- TASK:
Count the rows below that contain the string "segment", with uppercase and lowercase treated as different, and reply with the number alone.

- RECORD EXTRACTS:

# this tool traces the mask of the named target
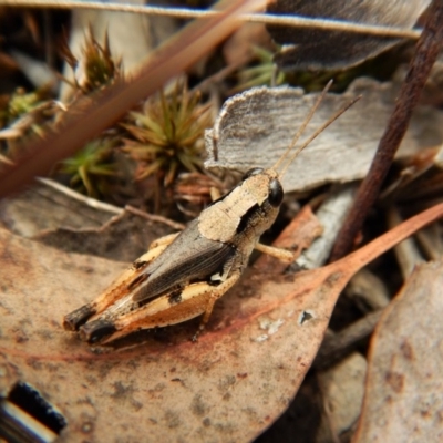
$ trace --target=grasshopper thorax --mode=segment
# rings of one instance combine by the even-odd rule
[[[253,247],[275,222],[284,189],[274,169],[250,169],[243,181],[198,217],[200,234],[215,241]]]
---
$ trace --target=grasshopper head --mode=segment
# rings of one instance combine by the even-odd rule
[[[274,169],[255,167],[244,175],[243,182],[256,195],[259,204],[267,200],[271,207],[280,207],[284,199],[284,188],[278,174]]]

- THE ANSWER:
2